PROBLEM TO WORK ON |
Please transcribe the records precisely; pictures stay out of your copy.

ITEMS |
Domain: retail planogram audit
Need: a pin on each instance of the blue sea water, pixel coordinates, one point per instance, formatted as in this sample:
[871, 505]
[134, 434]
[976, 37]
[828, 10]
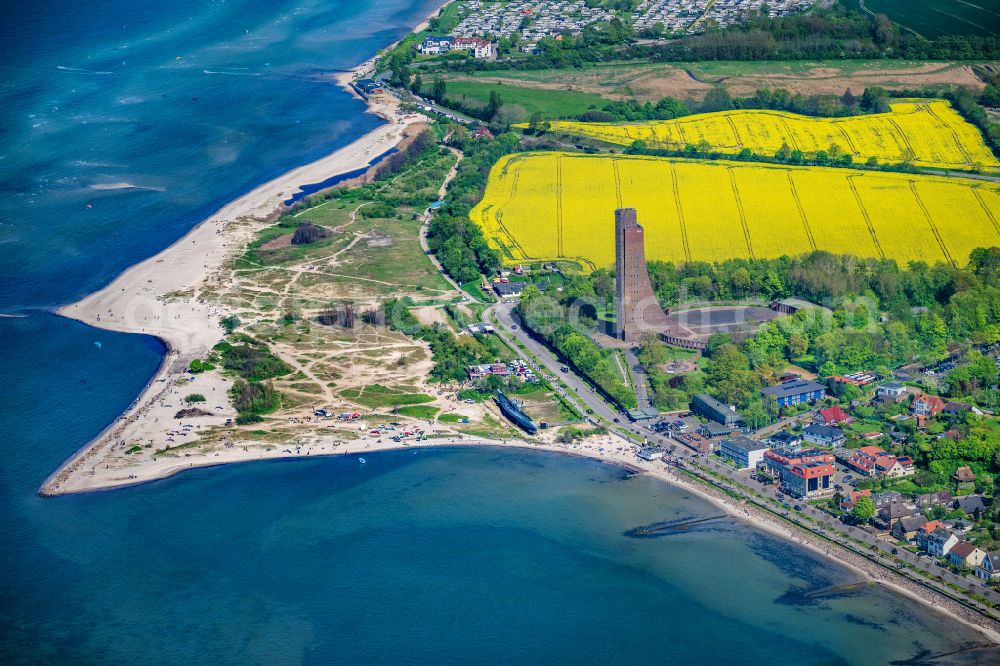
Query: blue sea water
[437, 556]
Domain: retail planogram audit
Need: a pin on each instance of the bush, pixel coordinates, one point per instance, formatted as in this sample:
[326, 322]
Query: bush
[198, 366]
[255, 397]
[230, 323]
[251, 360]
[307, 232]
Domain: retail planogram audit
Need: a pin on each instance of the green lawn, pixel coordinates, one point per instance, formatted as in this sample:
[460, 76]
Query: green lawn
[932, 18]
[549, 103]
[376, 395]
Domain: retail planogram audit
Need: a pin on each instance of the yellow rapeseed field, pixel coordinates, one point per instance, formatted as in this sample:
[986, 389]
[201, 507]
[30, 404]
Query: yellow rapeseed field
[544, 206]
[928, 132]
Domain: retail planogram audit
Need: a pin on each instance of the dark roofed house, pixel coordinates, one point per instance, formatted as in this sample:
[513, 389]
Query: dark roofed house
[834, 416]
[713, 410]
[890, 513]
[482, 132]
[970, 503]
[964, 474]
[795, 392]
[785, 441]
[989, 568]
[942, 498]
[823, 435]
[713, 430]
[509, 288]
[956, 408]
[927, 406]
[906, 528]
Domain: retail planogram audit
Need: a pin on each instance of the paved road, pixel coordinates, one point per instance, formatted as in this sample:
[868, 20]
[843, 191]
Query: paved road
[428, 214]
[511, 328]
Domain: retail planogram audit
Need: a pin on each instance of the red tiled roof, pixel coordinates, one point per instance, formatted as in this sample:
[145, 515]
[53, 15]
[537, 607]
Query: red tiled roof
[834, 415]
[932, 525]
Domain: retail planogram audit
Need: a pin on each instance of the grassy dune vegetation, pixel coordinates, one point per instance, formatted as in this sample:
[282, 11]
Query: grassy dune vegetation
[560, 205]
[928, 133]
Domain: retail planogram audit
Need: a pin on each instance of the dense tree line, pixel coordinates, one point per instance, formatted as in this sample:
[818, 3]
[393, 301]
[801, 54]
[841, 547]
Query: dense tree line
[457, 242]
[825, 33]
[877, 316]
[549, 321]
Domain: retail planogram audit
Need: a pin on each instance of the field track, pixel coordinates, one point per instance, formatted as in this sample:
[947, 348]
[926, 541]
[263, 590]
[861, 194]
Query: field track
[547, 205]
[926, 132]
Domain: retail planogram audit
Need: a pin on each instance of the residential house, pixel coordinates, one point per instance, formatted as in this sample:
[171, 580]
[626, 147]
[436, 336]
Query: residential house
[940, 542]
[795, 392]
[482, 49]
[851, 498]
[833, 416]
[891, 392]
[965, 554]
[906, 529]
[435, 45]
[713, 430]
[509, 288]
[482, 132]
[964, 474]
[931, 500]
[989, 568]
[807, 479]
[785, 441]
[713, 410]
[924, 532]
[890, 507]
[970, 504]
[803, 474]
[874, 461]
[822, 435]
[926, 406]
[650, 453]
[956, 408]
[745, 452]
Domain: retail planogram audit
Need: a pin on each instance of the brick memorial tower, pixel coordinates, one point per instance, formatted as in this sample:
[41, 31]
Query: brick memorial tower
[637, 309]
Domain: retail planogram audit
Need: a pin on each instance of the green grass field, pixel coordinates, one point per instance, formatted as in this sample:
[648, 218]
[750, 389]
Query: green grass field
[550, 103]
[932, 18]
[376, 395]
[417, 411]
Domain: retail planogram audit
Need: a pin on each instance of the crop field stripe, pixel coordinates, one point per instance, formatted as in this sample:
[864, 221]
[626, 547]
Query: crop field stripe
[789, 133]
[989, 213]
[847, 137]
[930, 222]
[802, 211]
[904, 138]
[680, 213]
[618, 182]
[868, 219]
[739, 207]
[946, 125]
[559, 205]
[515, 179]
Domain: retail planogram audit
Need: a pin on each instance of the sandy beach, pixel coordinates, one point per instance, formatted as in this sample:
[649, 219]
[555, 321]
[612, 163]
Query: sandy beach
[161, 296]
[164, 296]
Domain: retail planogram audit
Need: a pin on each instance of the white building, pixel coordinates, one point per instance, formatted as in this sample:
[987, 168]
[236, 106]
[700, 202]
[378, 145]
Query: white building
[940, 542]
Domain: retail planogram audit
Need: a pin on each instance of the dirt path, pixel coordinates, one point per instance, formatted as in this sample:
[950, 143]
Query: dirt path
[427, 219]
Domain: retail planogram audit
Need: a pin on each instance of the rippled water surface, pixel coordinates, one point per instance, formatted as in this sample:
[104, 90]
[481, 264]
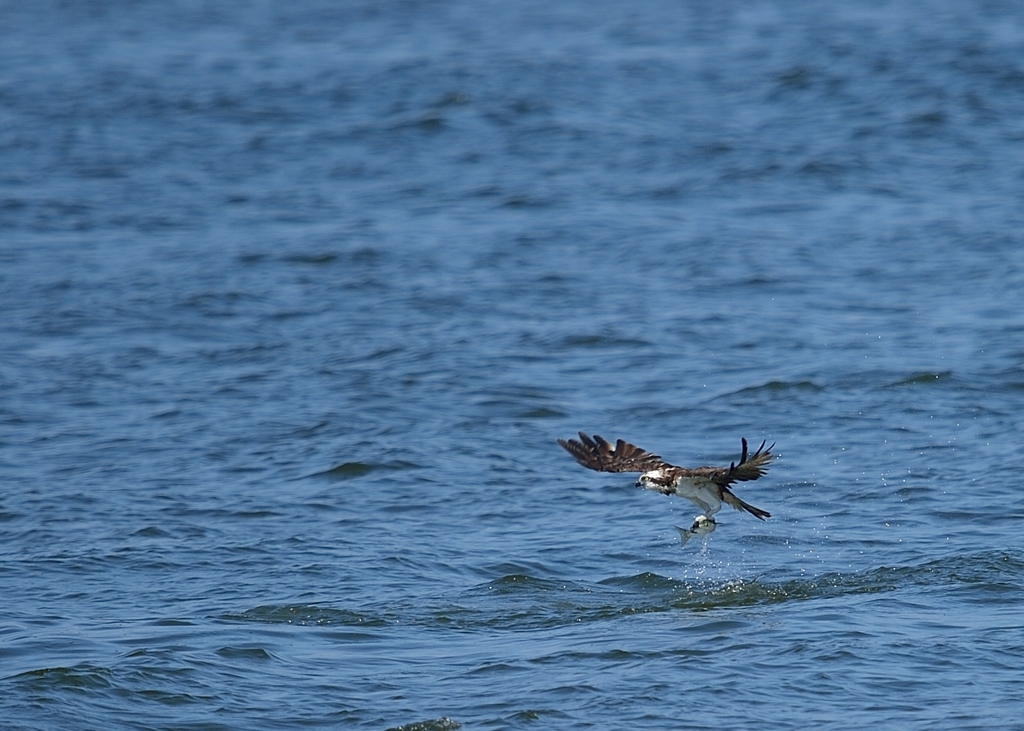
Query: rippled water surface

ANSWER IN FULL |
Domain: retail planogram audit
Need: a pin on each instance of the blue sea water, pixel coordinates, one point per instance, formatted as in this sample:
[871, 505]
[134, 434]
[976, 37]
[828, 10]
Query: blue sea water
[437, 556]
Domain: retail planogram audit
Need: a pin on each instance of the bush, pixel coordinates, one point per instance, formatted as in this sample:
[326, 322]
Query: bush
[198, 366]
[255, 397]
[230, 323]
[251, 360]
[307, 232]
Domain: retail planogram audit
Need: a pin on each instance of the green lawn, pixel coordinates, one point per instance, formatted as in this sample:
[460, 76]
Query: green lawn
[932, 18]
[549, 103]
[376, 395]
Domain: retail planogram audit
Need: a pin on each instance of the yellow rapeseed field, pixel coordinates, one point per instance, formatted as in this sample:
[986, 389]
[201, 507]
[30, 404]
Query: yellow rapeseed field
[544, 206]
[928, 132]
Domain: retail planogram audit
Need: a pin on each instance of the dark roofed house, pixel coordinates, one point per instance, formatted as in this sample:
[513, 389]
Query: dark roofed house
[834, 416]
[713, 410]
[890, 513]
[482, 132]
[970, 503]
[964, 474]
[795, 392]
[785, 441]
[989, 568]
[942, 498]
[823, 435]
[713, 430]
[509, 288]
[956, 408]
[927, 406]
[906, 528]
Domain: retail planogram audit
Need: a pin on each instance of the paved road, pixel coordinates, one point per instance, formatted as in this sample:
[868, 20]
[843, 191]
Query: paved road
[428, 214]
[511, 328]
Domain: retail planogram audit
Need: a pin on each instance of the red tiled roof, pixel coordinates, one point per instance, formatted as in this sample:
[145, 515]
[53, 15]
[537, 607]
Query: red tiled roof
[834, 415]
[932, 525]
Domain: retail planogram audit
Need: a pin on each instance of the grassy dune vegetation, pixel coordinates, one point per instance, formatted as in this sample:
[282, 11]
Query: grassy dune vegetation
[560, 205]
[928, 133]
Domain: retail planogram audit
Need: a pin on each instance of the dense tree line, pixel coordinates, one point per instance, formatted as in this sample:
[818, 3]
[393, 301]
[801, 54]
[841, 547]
Query: dense tree line
[457, 242]
[825, 33]
[877, 316]
[549, 321]
Domain: retail planogram audit
Need: a pin on each instance of the field track, pixel coordinates, one point per instance, formatted as in this sample:
[947, 348]
[926, 541]
[263, 590]
[861, 194]
Query: field track
[547, 205]
[926, 132]
Domain: retail planogram audit
Need: a pin on each instance of the residential house, pixel coordinates, one point per instance, formatted as in this sample:
[171, 580]
[626, 147]
[436, 336]
Query: residential house
[940, 542]
[795, 392]
[482, 49]
[851, 498]
[833, 416]
[891, 392]
[965, 554]
[906, 529]
[435, 45]
[713, 430]
[509, 288]
[482, 132]
[964, 474]
[931, 500]
[989, 568]
[807, 479]
[785, 441]
[713, 410]
[924, 532]
[890, 507]
[970, 504]
[803, 474]
[874, 461]
[822, 435]
[926, 406]
[650, 453]
[956, 408]
[745, 452]
Domain: retail planogram audit
Need: a pin on each instance of the brick memorial tower, pixel coordinates, one point per instance, formatted as in this sample:
[41, 31]
Query: brick memorial tower
[637, 309]
Domain: retail planogram audit
Need: a pin on each instance of the green grass field, pixel coordinates, one point per instance, formatted as in this sample:
[648, 218]
[750, 389]
Query: green grass field
[550, 103]
[932, 18]
[376, 395]
[417, 411]
Domain: retail planogram audit
Need: a pin on each instance of the crop field stripe, pixel coordinates, one point per instance, formatted as in this sample:
[864, 221]
[626, 547]
Query: crop field stripe
[789, 133]
[989, 213]
[847, 137]
[930, 222]
[802, 211]
[904, 138]
[680, 213]
[618, 182]
[868, 219]
[739, 207]
[946, 125]
[559, 205]
[515, 179]
Domain: retail planogram audit
Need: a pin on each instance of the sandy beach, pixel coordinates, one point per instance, formatted as in this sample:
[649, 219]
[555, 321]
[612, 163]
Query: sandy beach
[161, 296]
[164, 296]
Domain: retail planogram audit
Need: a pin on each instance of the white building, pixel coordinates, one point per instance, formatted as in this sample:
[987, 168]
[236, 106]
[700, 202]
[378, 145]
Query: white building
[940, 542]
Domain: retail planogram audit
Need: a pin on each instance of the dirt path, pixel coordinates, one point per instance, formatted as in this sample:
[950, 143]
Query: dirt path
[427, 219]
Domain: retail planogram audit
Need: a pin on each instance of the rippled water surface, pixel coordinates, one point per instance, formatted as in this sample:
[104, 90]
[481, 264]
Query: rippled water surface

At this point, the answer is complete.